Two CS-101 problems and their FORTH solutions. Comments on style would be helpful.

Martin_H · 2013-06-26 07:02

My flute/whistle instructor said the way to learn an instrument is to learn 100 songs. The approach worked well, so I learn new computer languages the same way by writing solutions to classic programming problems. When I posted my last FORTH program I learned a fair amount from people's comments. Specifically FORTH style like using . in the name of output functions, but other things as well. So to further mooch off the accumulated FORTH experience of the forum, I'm posting two programs for comments on style and approach.

The first program prints all the factors of a number. I found this one pretty simple to do.

\ predicate used to determine if a number is a divisor
: factor? ( n1 n2 - f )
   mod 0= ;

\ prints n2 if it is a factor of n1
: .factor ( n1 n2 - )

● ● ● ● ●

Required task 1 — Reproduce the portion of the FORTH forum post starting with "Martin_H · 2013-06-26" and going on through "simple to do.".
Required task 2 — List, in order, every line of FORTH code that appears in the FORTH forum post.
Required task 3 — According to the FORTH forum post, what did the flute/whistle instructor say is the way to learn an instrument?

Entries from a pointing dataset
● ● ● ● ●

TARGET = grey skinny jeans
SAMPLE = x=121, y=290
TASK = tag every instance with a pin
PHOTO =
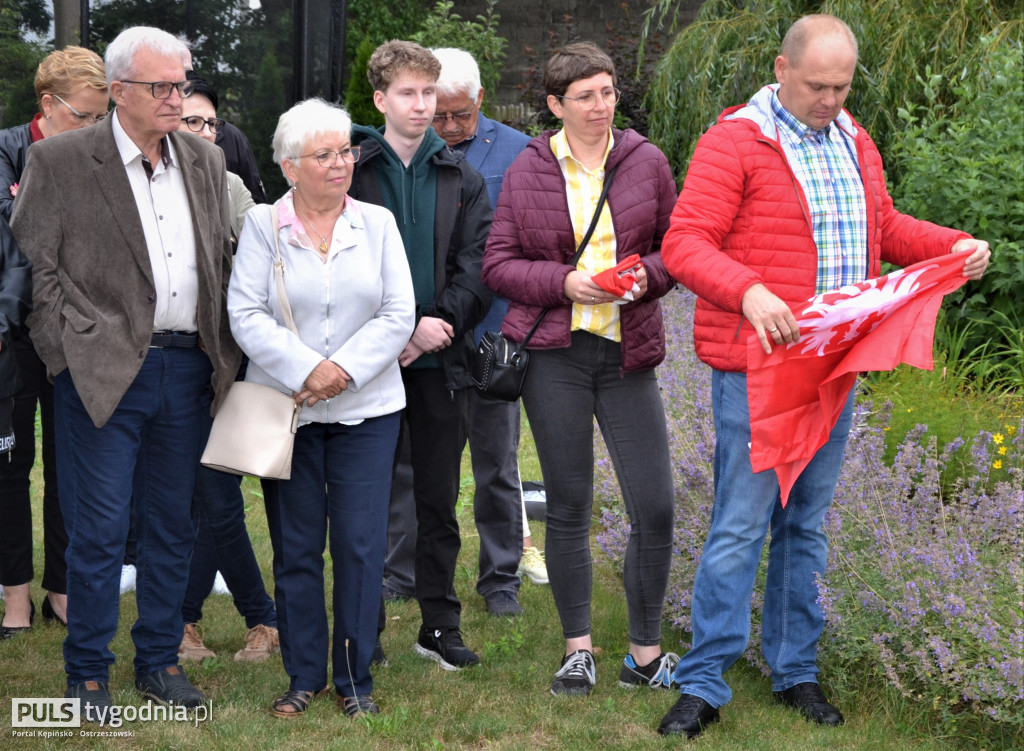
x=563, y=391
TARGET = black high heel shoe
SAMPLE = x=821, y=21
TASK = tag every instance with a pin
x=9, y=632
x=49, y=614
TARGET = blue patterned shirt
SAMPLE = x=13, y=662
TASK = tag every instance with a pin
x=825, y=166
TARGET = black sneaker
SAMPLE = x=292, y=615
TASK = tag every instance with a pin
x=170, y=685
x=444, y=647
x=656, y=673
x=577, y=675
x=95, y=698
x=503, y=602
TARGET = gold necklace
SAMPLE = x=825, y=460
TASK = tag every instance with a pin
x=309, y=224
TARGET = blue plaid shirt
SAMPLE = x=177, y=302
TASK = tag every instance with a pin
x=825, y=166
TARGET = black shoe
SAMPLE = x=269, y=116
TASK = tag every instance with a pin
x=95, y=698
x=444, y=647
x=393, y=595
x=49, y=614
x=503, y=602
x=170, y=685
x=379, y=658
x=577, y=675
x=812, y=703
x=9, y=632
x=689, y=716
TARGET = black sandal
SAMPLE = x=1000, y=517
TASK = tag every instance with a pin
x=293, y=702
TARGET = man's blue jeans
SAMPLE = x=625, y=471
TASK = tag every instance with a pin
x=146, y=455
x=747, y=505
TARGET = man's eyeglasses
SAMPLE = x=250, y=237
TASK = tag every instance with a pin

● ● ● ● ●

Task response 1 —
Martin_H · 2013-06-26 07:02

My flute/whistle instructor said the way to learn an instrument is to learn 100 songs. The approach worked well, so I learn new computer languages the same way by writing solutions to classic programming problems. When I posted my last FORTH program I learned a fair amount from people's comments. Specifically FORTH style like using . in the name of output functions, but other things as well. So to further mooch off the accumulated FORTH experience of the forum, I'm posting two programs for comments on style and approach.

The first program prints all the factors of a number. I found this one pretty simple to do.

Task response 2 —
\ predicate used to determine if a number is a divisor
: factor? ( n1 n2 - f )
   mod 0= ;
\ prints n2 if it is a factor of n1
: .factor ( n1 n2 - )

Task response 3 — To learn 100 songs.